* DATA EXCERPTS *
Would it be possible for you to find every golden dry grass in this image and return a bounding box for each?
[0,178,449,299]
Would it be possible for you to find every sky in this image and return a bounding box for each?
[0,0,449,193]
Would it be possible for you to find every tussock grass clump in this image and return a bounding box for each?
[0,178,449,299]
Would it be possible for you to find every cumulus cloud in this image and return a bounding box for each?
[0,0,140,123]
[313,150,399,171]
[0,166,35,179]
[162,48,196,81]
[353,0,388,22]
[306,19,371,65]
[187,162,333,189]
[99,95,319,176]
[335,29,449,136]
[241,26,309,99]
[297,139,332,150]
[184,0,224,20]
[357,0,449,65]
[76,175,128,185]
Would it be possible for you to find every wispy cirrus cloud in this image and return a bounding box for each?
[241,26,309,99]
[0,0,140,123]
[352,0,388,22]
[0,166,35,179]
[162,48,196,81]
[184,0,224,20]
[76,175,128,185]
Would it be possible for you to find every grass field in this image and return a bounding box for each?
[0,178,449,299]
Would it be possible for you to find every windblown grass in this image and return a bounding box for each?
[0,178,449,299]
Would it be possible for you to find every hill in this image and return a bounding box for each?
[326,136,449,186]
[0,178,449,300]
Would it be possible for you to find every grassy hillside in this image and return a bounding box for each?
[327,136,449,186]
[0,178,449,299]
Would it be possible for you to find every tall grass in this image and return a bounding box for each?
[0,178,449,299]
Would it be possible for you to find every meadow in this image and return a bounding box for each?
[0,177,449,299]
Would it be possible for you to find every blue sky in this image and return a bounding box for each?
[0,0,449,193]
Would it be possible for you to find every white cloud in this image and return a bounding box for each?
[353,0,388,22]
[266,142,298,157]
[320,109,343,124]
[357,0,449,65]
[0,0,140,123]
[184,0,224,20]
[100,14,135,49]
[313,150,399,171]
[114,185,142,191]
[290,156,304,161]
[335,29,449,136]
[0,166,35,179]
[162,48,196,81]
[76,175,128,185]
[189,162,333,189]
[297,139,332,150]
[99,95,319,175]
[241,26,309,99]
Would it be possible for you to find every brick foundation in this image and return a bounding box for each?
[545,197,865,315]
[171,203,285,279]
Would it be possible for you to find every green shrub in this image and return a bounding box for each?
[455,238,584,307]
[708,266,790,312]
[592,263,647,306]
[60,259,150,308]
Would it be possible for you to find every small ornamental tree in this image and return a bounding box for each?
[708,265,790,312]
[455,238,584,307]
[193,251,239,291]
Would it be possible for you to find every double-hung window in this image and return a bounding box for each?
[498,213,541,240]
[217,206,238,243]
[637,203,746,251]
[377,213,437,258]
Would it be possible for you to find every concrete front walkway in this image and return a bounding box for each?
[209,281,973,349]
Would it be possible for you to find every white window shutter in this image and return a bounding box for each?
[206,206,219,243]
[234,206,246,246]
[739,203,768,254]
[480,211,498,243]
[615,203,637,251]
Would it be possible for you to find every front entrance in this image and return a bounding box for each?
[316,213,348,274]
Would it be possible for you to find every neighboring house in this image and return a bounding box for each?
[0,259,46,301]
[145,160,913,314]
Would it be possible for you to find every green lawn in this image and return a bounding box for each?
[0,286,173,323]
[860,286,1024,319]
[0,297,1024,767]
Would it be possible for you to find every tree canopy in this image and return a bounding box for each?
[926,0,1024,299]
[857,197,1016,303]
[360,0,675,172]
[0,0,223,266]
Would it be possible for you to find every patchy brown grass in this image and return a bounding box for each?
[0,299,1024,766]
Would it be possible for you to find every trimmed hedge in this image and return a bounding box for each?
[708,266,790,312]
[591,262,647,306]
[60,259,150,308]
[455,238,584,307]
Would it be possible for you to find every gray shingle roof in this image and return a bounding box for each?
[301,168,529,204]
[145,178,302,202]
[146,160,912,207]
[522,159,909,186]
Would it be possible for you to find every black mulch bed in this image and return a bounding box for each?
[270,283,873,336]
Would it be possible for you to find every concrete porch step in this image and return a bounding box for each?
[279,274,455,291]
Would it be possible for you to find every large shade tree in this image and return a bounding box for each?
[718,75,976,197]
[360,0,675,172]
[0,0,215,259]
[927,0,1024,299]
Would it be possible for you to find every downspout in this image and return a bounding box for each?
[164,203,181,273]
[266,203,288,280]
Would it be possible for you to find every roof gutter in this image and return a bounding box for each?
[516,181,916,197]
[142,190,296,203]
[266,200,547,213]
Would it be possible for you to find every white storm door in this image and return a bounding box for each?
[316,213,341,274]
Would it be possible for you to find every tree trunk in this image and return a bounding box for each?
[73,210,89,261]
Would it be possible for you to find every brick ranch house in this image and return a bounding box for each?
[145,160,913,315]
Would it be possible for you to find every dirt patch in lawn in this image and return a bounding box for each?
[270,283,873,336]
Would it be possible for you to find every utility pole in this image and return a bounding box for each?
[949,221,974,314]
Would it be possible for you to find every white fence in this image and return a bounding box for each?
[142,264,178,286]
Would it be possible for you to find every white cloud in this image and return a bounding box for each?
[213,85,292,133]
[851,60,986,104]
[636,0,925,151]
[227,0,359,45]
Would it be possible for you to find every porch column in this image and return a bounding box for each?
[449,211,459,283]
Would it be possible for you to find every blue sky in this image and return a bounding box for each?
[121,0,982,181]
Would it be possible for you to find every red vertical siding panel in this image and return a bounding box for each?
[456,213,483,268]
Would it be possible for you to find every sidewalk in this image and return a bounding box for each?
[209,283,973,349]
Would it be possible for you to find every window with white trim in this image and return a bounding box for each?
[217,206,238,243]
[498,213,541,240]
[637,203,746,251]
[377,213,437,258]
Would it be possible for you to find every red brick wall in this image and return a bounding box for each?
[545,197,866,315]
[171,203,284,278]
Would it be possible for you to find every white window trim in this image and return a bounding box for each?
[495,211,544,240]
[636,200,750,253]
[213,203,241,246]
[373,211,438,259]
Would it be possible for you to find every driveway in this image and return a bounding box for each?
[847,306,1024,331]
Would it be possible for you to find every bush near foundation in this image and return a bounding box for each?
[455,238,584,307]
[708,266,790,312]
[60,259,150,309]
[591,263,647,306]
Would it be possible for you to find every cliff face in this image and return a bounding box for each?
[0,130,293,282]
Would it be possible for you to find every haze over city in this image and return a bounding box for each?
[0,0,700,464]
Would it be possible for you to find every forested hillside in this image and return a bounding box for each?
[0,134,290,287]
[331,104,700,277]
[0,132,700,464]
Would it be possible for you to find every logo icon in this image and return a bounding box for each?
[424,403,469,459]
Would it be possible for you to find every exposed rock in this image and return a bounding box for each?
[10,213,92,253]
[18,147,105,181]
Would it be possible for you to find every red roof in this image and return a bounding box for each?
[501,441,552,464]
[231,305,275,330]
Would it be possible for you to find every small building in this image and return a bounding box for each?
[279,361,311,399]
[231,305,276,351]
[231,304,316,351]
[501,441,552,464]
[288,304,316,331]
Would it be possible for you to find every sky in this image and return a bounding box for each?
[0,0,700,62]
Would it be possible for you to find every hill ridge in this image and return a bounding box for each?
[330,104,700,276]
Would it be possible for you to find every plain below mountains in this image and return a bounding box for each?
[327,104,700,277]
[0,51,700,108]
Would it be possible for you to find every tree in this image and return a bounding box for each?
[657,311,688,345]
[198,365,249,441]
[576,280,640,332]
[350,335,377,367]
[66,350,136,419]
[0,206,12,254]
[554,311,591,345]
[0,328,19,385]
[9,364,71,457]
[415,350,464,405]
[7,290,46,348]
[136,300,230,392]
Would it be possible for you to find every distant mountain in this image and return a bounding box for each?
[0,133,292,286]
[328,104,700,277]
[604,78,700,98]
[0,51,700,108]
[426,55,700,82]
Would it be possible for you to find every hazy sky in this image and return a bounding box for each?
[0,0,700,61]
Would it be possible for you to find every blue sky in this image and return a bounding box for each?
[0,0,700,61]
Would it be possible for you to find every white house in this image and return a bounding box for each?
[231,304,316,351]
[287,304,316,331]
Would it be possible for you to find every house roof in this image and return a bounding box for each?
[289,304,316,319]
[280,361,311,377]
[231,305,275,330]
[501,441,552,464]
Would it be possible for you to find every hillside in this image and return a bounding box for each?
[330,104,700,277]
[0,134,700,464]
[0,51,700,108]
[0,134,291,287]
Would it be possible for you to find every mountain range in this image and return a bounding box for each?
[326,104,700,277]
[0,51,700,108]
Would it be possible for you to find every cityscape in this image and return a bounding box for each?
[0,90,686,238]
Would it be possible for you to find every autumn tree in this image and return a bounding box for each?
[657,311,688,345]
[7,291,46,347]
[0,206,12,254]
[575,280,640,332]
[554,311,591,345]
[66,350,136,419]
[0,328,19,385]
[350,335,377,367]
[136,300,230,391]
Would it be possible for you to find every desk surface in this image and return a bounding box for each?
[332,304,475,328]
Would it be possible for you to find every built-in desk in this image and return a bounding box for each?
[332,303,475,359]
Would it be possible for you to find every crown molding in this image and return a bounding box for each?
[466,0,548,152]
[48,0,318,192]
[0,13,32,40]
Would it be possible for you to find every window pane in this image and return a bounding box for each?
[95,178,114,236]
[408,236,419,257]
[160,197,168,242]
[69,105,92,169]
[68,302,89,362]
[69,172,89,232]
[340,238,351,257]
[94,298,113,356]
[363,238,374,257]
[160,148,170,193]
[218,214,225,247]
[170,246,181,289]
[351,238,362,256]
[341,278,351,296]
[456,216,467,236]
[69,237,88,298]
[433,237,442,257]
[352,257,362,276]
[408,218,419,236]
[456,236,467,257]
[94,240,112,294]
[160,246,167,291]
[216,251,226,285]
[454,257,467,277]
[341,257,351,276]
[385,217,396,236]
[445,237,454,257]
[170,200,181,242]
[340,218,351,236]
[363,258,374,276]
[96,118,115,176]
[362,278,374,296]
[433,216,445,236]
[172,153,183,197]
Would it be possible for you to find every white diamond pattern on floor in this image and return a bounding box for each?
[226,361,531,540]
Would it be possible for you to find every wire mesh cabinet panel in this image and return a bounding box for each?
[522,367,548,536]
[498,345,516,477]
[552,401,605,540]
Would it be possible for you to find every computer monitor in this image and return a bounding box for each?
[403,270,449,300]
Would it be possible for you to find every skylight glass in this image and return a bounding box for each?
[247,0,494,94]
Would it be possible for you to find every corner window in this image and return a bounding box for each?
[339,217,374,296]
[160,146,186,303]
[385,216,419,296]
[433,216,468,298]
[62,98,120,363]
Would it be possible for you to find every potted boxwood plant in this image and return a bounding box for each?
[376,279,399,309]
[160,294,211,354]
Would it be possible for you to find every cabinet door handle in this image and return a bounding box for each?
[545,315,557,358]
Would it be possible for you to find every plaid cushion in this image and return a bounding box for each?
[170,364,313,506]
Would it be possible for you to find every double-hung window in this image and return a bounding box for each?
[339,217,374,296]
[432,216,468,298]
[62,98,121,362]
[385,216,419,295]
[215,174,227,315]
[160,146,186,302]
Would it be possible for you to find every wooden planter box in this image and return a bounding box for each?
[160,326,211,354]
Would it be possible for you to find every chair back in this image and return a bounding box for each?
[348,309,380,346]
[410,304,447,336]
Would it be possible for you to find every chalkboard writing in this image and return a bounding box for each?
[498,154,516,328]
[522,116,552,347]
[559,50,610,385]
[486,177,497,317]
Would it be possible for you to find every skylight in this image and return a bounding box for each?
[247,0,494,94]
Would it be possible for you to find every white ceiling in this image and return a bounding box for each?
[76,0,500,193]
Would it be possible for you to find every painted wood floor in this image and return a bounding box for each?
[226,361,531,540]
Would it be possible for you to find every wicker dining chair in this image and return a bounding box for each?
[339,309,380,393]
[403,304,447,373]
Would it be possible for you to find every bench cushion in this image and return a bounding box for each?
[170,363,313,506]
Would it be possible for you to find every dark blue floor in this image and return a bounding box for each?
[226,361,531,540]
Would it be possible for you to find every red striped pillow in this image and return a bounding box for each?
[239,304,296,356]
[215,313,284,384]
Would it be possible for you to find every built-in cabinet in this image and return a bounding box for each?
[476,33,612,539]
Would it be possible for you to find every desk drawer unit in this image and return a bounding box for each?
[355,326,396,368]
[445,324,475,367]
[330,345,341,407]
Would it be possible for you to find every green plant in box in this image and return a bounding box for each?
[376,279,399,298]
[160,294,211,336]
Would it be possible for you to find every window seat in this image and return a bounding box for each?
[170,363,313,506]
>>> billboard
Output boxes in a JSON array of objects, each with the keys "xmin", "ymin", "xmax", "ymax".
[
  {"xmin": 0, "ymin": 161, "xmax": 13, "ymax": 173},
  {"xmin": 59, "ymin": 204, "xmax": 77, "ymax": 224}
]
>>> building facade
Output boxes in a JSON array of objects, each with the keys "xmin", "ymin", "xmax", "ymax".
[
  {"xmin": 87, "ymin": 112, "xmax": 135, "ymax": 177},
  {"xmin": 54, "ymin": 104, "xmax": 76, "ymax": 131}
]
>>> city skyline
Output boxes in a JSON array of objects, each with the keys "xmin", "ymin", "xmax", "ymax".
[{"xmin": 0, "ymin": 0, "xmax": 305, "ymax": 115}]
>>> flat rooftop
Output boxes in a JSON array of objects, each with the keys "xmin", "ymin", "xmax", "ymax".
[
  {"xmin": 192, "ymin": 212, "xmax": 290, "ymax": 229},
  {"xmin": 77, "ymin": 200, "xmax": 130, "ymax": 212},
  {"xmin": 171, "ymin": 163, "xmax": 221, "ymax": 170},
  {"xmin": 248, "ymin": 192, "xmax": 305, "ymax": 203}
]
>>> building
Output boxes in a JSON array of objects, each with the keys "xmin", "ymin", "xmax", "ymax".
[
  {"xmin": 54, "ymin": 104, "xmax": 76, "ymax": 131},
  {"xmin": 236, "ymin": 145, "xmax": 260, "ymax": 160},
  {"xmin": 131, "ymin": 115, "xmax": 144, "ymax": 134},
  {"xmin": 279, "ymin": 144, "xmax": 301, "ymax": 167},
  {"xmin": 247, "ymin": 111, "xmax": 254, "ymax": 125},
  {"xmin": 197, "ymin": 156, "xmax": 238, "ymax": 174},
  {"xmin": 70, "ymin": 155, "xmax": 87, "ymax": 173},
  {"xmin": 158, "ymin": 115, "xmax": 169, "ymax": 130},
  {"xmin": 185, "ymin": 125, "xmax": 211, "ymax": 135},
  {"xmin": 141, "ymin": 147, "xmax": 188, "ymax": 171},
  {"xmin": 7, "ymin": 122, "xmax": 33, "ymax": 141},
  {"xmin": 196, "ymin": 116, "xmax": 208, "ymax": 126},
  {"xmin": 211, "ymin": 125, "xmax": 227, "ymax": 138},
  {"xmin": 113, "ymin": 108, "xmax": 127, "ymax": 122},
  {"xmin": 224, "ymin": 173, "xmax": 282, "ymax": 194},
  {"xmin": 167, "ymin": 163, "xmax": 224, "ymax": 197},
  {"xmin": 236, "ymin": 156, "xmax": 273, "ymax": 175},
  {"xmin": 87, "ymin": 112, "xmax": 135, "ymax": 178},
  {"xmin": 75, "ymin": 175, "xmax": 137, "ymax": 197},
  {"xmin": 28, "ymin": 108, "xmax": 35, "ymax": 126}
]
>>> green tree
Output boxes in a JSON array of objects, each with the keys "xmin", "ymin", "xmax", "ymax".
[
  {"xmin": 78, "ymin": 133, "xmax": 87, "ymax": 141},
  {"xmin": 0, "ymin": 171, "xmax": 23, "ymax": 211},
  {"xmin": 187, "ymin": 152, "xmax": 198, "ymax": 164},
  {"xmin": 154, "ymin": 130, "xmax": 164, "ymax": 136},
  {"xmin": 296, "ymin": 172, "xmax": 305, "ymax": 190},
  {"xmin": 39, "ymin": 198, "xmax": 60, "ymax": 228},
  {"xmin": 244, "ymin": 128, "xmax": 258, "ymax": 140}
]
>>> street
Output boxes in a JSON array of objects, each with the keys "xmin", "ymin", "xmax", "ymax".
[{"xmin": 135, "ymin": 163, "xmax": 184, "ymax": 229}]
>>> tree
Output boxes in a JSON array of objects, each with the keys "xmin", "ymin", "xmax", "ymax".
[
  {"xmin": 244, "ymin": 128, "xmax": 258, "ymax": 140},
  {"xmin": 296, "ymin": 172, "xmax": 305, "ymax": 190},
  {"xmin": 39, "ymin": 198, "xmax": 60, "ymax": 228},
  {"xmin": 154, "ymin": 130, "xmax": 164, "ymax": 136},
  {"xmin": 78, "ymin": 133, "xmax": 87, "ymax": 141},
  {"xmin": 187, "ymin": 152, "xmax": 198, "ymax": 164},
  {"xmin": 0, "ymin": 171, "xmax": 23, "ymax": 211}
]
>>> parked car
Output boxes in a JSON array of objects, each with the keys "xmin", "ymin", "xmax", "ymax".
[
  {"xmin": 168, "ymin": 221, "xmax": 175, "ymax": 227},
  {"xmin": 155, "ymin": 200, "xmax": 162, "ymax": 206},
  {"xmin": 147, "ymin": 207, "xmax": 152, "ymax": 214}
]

* PROBLEM REQUIREMENTS *
Rewrite the lines of the records between the line containing "Would it be possible for you to find every window with" and the line containing "[171,203,284,278]", inclusive, as a numbered list, omitting any blank lines.

* ANSWER *
1. Would it be possible for you to find every window with white trim in this image and return a bounding box for each?
2. [217,206,238,243]
3. [498,213,541,240]
4. [637,203,746,251]
5. [377,213,437,258]
6. Would it be possible for you to find every red brick wall in this image and return a bounding box for each?
7. [545,197,866,315]
8. [171,203,284,278]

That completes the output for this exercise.